[Referring expression data]
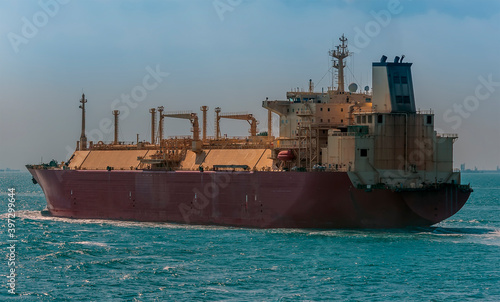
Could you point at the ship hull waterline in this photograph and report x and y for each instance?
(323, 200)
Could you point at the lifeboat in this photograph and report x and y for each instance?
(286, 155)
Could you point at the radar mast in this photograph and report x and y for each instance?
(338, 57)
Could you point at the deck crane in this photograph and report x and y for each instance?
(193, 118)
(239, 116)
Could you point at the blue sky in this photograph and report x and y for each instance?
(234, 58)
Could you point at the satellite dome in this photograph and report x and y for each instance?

• **What you will do**:
Repeat only the lines starting at the one that contains "Could you point at the radar" and ending at the last line above, exactly as written.

• **Answer to the problem**:
Could you point at the radar mast in this photograph and report x and y for each instance?
(338, 57)
Could you point at the deck crane in this photograph and report x and y for each instance?
(193, 118)
(239, 116)
Could you point at the blue sky in this photograph and report x and y for each instance?
(234, 58)
Could you point at the satellite dome in this photograph and report x and y for each instance?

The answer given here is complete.